#### Exercise prompt
Here you must reproduce each line of the data exactly.

#### Records from a data collection
________________
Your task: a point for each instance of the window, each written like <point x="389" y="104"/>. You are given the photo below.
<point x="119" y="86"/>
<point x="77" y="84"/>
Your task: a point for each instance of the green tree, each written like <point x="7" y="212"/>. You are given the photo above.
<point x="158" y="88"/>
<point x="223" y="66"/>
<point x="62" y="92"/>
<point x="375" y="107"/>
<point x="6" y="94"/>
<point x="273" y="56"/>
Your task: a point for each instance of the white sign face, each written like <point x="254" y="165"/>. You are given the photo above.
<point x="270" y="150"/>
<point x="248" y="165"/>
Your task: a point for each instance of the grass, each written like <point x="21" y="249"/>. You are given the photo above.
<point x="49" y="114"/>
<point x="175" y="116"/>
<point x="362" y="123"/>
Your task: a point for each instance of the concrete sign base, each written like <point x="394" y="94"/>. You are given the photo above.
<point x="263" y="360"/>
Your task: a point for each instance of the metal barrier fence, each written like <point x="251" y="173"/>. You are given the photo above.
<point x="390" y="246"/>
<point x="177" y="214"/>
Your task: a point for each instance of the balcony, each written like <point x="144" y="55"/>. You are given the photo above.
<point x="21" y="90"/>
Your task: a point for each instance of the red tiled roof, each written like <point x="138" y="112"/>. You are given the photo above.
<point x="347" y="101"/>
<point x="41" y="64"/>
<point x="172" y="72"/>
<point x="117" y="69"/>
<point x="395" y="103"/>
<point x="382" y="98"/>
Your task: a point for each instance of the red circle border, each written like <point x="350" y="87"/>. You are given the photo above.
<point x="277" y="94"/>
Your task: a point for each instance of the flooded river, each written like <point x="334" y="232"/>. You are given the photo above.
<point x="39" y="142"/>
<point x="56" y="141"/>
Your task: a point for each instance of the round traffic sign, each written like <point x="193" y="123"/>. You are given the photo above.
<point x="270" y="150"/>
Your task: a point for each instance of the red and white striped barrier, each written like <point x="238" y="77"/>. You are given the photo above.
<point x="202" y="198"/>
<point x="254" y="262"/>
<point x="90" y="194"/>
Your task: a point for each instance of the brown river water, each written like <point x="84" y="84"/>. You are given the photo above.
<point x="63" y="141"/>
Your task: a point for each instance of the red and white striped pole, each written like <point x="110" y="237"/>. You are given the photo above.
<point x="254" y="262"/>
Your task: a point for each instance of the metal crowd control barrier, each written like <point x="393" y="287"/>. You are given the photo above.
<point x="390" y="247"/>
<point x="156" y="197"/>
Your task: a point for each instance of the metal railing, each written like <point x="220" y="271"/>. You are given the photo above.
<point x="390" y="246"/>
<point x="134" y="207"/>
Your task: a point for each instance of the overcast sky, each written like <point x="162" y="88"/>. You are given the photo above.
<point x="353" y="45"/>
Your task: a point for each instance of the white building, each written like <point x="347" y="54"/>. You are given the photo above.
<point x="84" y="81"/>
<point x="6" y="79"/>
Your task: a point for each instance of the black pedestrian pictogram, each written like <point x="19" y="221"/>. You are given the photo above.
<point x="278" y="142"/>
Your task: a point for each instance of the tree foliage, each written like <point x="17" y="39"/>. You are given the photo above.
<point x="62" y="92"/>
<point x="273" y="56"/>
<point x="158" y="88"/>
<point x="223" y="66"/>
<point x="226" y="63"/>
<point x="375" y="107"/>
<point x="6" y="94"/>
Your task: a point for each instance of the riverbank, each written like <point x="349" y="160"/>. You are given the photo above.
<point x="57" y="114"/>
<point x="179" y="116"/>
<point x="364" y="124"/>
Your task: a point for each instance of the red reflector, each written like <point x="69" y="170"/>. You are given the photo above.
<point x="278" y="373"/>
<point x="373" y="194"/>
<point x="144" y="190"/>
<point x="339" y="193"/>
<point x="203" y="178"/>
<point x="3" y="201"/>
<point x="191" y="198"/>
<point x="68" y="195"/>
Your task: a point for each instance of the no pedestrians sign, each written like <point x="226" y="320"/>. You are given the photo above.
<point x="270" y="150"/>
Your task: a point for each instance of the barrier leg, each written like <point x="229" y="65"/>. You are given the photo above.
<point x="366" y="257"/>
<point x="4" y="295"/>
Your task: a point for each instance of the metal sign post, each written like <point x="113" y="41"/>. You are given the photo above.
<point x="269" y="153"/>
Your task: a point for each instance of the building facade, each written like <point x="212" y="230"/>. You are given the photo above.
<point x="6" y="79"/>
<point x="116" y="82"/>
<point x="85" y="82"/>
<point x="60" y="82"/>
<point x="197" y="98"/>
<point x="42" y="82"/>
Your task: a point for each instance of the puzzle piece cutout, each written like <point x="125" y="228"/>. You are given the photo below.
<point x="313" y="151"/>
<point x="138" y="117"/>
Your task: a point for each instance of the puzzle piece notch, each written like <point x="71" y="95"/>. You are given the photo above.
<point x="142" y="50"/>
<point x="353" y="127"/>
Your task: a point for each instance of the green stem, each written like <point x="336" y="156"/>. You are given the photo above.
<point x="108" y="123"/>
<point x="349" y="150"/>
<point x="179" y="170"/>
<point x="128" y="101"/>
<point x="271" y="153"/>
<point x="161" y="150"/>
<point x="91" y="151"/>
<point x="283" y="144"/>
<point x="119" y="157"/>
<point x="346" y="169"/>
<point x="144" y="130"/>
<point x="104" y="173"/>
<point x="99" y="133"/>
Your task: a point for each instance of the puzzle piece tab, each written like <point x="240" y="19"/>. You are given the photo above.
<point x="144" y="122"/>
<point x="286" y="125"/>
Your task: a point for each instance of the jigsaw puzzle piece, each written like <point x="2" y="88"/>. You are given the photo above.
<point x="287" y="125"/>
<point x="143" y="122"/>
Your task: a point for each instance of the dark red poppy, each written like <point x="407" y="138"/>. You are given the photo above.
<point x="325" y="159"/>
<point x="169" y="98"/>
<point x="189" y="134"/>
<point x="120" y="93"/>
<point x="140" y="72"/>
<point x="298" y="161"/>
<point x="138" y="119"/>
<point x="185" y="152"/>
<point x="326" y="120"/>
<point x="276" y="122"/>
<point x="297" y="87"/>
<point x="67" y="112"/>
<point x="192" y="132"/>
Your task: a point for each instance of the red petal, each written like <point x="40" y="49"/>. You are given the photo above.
________________
#### Written answer
Your task: a point for each instance of the window, each written like <point x="389" y="104"/>. You are given the photo below.
<point x="119" y="86"/>
<point x="77" y="84"/>
Your task: a point for each instance of the green tree, each written like <point x="7" y="212"/>. You are given the photo above.
<point x="158" y="88"/>
<point x="223" y="66"/>
<point x="62" y="92"/>
<point x="375" y="107"/>
<point x="6" y="94"/>
<point x="273" y="56"/>
Your task: a point for each instance of the white sign face, each written like <point x="254" y="165"/>. You are given the photo above.
<point x="270" y="150"/>
<point x="248" y="165"/>
Your task: a point for each instance of the grass, each written like <point x="21" y="249"/>. You are given the photo above.
<point x="49" y="114"/>
<point x="175" y="116"/>
<point x="362" y="123"/>
Your task: a point for each instance of the concrete sign base, each written like <point x="394" y="94"/>. You are given the photo above.
<point x="263" y="360"/>
Your task: a point for each instance of the metal barrier fence, each written like <point x="251" y="173"/>. You are given the photo above.
<point x="390" y="246"/>
<point x="177" y="214"/>
Your task: a point for each instance of the balcony, each written like <point x="144" y="55"/>. You are given the photo above.
<point x="21" y="90"/>
Your task: a point for each instance of the red tiled roof, each written like <point x="138" y="112"/>. You are given the photo above.
<point x="347" y="101"/>
<point x="41" y="64"/>
<point x="172" y="72"/>
<point x="117" y="69"/>
<point x="395" y="103"/>
<point x="382" y="98"/>
Your task: a point for each instance of the red circle border, each written like <point x="350" y="87"/>. You are given the photo above.
<point x="277" y="94"/>
Your task: a point for each instance of the flooded river, each written like <point x="334" y="232"/>. You are given the photo above.
<point x="39" y="142"/>
<point x="56" y="141"/>
Your task: a point for each instance of the round traffic sign, each written like <point x="193" y="123"/>. You are given the photo above.
<point x="270" y="150"/>
Your task: a point for each instance of the red and white striped barrier, each written like <point x="238" y="77"/>. You are given the photo above.
<point x="202" y="198"/>
<point x="254" y="262"/>
<point x="90" y="194"/>
Your task: a point for each instance of the brown river water, each written like <point x="84" y="84"/>. You are given the photo above.
<point x="63" y="141"/>
Your task: a point for each instance of the red and white striped pole, each written like <point x="110" y="237"/>. You are given the photo above.
<point x="254" y="262"/>
Your task: a point for each instance of the metal crowd control barrier, each written like <point x="393" y="287"/>. You are given the photo above.
<point x="390" y="247"/>
<point x="156" y="197"/>
Your task: a point for each instance of the metal railing, each written like <point x="220" y="271"/>. You are given the photo above.
<point x="390" y="246"/>
<point x="134" y="207"/>
Your task: a point for each instance of the overcast sky, each written like <point x="162" y="88"/>. You are given the photo above.
<point x="353" y="45"/>
Your task: a point for each instance of the white building, each written like <point x="347" y="54"/>. You are given the photo above.
<point x="84" y="81"/>
<point x="6" y="79"/>
Your task: a point for each instance of the black pedestrian pictogram, each written like <point x="19" y="221"/>. You are given the photo above.
<point x="278" y="142"/>
Your task: a point for each instance of the tree foliage, each written like <point x="17" y="39"/>. You are given the photo above.
<point x="62" y="92"/>
<point x="273" y="56"/>
<point x="158" y="88"/>
<point x="223" y="66"/>
<point x="226" y="63"/>
<point x="375" y="107"/>
<point x="6" y="94"/>
Your task: a point for each instance of the riverbank, each written like <point x="349" y="160"/>. You are given the photo above.
<point x="57" y="114"/>
<point x="179" y="116"/>
<point x="364" y="124"/>
Your task: a point for each instance of the red reflector, each written like <point x="69" y="170"/>. You are given the photo above.
<point x="278" y="373"/>
<point x="373" y="194"/>
<point x="144" y="190"/>
<point x="339" y="193"/>
<point x="203" y="178"/>
<point x="3" y="201"/>
<point x="191" y="198"/>
<point x="68" y="195"/>
Your task: a point for each instance of the no pedestrians sign, each written like <point x="226" y="320"/>. You are given the photo above.
<point x="270" y="150"/>
Your task: a point for each instance of the barrier leg, each written like <point x="229" y="65"/>. You are given the photo above.
<point x="366" y="257"/>
<point x="4" y="295"/>
Your task: a point for each instance of the metal sign post, each written like <point x="113" y="41"/>. You are given the photo above.
<point x="269" y="153"/>
Your task: a point for each instance of the building facade, each written like <point x="212" y="230"/>. You are given the photo above.
<point x="6" y="79"/>
<point x="116" y="82"/>
<point x="85" y="82"/>
<point x="60" y="82"/>
<point x="197" y="98"/>
<point x="42" y="82"/>
Your task: a point for each instance of the puzzle piece cutout, each written like <point x="125" y="228"/>. You are given the photo below.
<point x="313" y="151"/>
<point x="138" y="117"/>
Your task: a point for each instance of the puzzle piece notch, each written like <point x="71" y="95"/>. You are given the photo above.
<point x="142" y="50"/>
<point x="353" y="127"/>
Your task: a point for each instance of the green stem, each written like <point x="336" y="156"/>. You are given the photo above.
<point x="108" y="123"/>
<point x="349" y="150"/>
<point x="179" y="170"/>
<point x="128" y="101"/>
<point x="271" y="153"/>
<point x="161" y="150"/>
<point x="91" y="151"/>
<point x="283" y="144"/>
<point x="119" y="157"/>
<point x="346" y="169"/>
<point x="144" y="130"/>
<point x="104" y="173"/>
<point x="99" y="133"/>
Your task: a point for each instance of the puzzle piece tab, each written like <point x="240" y="19"/>. You are given the photo above.
<point x="144" y="122"/>
<point x="286" y="125"/>
Your task: a point for each instance of the jigsaw puzzle piece, each written like <point x="2" y="88"/>. You are given the photo above.
<point x="287" y="125"/>
<point x="143" y="122"/>
Your task: a point for each instance of the dark red poppy, each written like <point x="407" y="138"/>. You are given the photo above.
<point x="325" y="159"/>
<point x="169" y="98"/>
<point x="189" y="134"/>
<point x="120" y="93"/>
<point x="140" y="72"/>
<point x="298" y="161"/>
<point x="138" y="119"/>
<point x="185" y="152"/>
<point x="326" y="120"/>
<point x="276" y="122"/>
<point x="297" y="87"/>
<point x="67" y="112"/>
<point x="192" y="132"/>
Your task: a point for each instance of the red petal, each written like <point x="40" y="49"/>. You are given the photo above.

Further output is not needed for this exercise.